== Record extracts ==
⁂

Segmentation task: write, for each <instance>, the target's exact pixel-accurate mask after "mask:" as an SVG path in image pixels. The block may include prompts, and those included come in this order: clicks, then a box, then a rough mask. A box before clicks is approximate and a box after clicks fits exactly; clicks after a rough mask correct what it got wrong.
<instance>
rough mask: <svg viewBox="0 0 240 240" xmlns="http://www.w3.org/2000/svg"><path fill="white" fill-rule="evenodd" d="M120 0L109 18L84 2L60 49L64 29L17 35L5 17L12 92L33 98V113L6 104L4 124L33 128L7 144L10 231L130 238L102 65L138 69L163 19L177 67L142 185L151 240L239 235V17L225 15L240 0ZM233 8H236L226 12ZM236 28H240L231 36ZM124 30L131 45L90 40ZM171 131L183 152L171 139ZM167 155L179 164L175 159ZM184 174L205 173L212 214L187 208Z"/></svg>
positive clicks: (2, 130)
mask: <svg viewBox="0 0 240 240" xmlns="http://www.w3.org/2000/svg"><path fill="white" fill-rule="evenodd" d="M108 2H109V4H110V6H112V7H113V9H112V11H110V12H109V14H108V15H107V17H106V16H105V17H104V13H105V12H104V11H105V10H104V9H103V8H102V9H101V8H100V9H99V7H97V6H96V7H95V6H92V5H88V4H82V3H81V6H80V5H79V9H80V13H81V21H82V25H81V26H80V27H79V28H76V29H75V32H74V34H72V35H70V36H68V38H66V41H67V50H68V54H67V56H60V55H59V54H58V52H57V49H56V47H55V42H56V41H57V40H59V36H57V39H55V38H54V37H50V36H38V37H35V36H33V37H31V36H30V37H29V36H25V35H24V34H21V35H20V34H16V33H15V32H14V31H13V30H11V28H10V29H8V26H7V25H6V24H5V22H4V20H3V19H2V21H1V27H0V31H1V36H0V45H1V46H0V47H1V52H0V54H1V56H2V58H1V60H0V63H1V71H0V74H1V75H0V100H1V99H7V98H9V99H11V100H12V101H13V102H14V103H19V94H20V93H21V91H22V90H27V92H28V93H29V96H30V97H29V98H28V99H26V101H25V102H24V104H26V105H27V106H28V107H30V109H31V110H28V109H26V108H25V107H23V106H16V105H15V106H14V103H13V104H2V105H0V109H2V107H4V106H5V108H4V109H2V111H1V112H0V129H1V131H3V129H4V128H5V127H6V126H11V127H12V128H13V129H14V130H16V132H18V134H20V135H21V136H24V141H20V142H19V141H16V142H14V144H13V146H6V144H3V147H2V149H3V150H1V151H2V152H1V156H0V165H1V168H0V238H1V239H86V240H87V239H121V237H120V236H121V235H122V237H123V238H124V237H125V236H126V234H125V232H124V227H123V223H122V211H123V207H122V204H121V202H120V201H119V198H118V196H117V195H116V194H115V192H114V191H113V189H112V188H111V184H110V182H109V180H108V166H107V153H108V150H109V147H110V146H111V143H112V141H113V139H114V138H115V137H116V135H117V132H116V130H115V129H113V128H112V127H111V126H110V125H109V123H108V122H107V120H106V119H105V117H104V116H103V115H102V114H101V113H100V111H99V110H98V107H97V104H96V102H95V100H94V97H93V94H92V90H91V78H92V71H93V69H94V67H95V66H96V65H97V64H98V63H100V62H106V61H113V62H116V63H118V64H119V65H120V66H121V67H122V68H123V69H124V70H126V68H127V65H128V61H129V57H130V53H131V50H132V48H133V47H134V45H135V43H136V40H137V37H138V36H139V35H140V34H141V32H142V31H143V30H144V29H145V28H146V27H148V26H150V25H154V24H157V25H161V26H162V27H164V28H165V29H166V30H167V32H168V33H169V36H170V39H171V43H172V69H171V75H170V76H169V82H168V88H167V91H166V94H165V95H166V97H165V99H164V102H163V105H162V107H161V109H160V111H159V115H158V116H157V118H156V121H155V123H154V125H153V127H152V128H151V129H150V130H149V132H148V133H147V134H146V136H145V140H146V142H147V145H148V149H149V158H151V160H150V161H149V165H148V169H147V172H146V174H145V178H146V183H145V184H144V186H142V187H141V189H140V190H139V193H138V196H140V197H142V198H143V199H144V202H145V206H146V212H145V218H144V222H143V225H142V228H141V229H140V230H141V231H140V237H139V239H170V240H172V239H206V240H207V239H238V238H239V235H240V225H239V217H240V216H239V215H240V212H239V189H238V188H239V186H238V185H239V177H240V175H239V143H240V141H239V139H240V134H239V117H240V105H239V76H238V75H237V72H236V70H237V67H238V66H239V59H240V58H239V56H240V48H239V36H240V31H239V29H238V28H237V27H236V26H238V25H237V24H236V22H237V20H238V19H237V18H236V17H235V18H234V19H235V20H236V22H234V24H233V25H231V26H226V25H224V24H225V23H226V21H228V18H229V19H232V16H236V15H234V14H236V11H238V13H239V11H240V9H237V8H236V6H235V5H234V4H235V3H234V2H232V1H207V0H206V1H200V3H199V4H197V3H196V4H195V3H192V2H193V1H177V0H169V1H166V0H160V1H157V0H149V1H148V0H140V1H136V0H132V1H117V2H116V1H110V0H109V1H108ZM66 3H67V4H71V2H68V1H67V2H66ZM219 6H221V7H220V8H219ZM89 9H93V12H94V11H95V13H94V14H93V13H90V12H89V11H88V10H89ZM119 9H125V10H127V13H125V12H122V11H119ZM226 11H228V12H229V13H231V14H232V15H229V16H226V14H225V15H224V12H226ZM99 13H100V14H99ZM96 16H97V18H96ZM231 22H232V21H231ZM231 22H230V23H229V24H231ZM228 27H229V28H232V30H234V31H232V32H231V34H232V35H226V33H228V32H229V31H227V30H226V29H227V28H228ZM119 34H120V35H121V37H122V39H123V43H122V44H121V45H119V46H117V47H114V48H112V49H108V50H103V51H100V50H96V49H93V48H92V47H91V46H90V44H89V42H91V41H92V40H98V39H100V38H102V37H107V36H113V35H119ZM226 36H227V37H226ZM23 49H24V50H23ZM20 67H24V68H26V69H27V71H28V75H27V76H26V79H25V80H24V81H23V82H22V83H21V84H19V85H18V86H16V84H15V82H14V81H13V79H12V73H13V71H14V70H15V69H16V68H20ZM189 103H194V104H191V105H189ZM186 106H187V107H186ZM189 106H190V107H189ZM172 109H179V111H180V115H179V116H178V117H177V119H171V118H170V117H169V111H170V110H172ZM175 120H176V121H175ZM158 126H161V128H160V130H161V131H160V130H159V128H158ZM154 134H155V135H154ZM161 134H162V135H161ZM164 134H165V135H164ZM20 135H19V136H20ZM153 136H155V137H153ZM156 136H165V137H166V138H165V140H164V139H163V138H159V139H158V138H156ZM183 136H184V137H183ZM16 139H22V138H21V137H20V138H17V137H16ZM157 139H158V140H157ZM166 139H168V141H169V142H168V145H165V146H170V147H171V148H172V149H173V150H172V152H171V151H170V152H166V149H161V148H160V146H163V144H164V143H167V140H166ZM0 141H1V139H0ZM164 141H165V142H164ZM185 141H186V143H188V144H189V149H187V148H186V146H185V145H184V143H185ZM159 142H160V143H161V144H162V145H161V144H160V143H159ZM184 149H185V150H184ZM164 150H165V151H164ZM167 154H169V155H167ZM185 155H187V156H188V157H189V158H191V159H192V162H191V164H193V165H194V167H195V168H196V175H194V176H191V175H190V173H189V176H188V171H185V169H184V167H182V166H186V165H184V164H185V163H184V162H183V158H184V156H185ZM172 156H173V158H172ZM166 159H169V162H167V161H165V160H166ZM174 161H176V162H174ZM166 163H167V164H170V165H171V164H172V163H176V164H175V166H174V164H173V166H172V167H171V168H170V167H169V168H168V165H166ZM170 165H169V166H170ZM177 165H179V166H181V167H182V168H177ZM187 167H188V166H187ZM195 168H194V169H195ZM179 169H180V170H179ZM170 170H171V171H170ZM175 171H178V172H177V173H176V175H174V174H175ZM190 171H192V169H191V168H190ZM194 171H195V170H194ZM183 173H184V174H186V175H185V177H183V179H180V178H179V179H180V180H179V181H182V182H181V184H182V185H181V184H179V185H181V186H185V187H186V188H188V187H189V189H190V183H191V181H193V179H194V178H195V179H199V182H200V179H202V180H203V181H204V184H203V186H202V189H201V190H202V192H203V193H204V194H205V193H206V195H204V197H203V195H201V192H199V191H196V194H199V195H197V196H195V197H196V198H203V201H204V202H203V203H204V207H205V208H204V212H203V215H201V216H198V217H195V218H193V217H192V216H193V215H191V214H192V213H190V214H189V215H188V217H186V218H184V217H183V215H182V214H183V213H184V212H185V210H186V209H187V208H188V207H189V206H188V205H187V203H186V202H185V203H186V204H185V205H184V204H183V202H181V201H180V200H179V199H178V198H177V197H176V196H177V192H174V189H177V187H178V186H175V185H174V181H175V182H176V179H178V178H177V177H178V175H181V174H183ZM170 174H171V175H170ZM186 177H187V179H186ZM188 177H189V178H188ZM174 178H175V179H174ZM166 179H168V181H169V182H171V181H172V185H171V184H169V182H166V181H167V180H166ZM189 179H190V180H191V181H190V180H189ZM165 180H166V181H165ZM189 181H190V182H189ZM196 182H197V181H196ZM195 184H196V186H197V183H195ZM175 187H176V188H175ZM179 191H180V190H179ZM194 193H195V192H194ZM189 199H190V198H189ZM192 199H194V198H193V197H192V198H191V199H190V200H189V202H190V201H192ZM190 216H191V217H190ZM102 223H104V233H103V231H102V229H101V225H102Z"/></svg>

⁂

== Job ==
Please rewrite the records from their first line through the line with "positive clicks: (2, 130)", replacing "rough mask" with "coarse mask" and changing nothing else. Give only those lines.

== Output of the exercise ==
Segmentation task: write, for each <instance>, the target's exact pixel-accurate mask after "mask:" as an SVG path in image pixels. The block may include prompts, and those included come in this order: clicks, then a box, then a coarse mask. A box before clicks is approximate and a box after clicks fits exactly; clicks after a coarse mask correct what it got wrong.
<instance>
coarse mask: <svg viewBox="0 0 240 240" xmlns="http://www.w3.org/2000/svg"><path fill="white" fill-rule="evenodd" d="M120 0L109 18L84 2L60 49L64 29L17 35L5 17L12 92L33 98V113L6 104L4 124L33 128L7 144L10 231L130 238L102 65L138 69L163 19L177 67L142 185L151 240L239 235V17L225 15L240 0ZM233 8H236L226 12ZM236 28H240L231 36ZM124 30L131 45L90 40ZM171 131L183 152L171 139ZM167 155L179 164L175 159ZM184 174L205 173L212 214L187 208Z"/></svg>
positive clicks: (2, 130)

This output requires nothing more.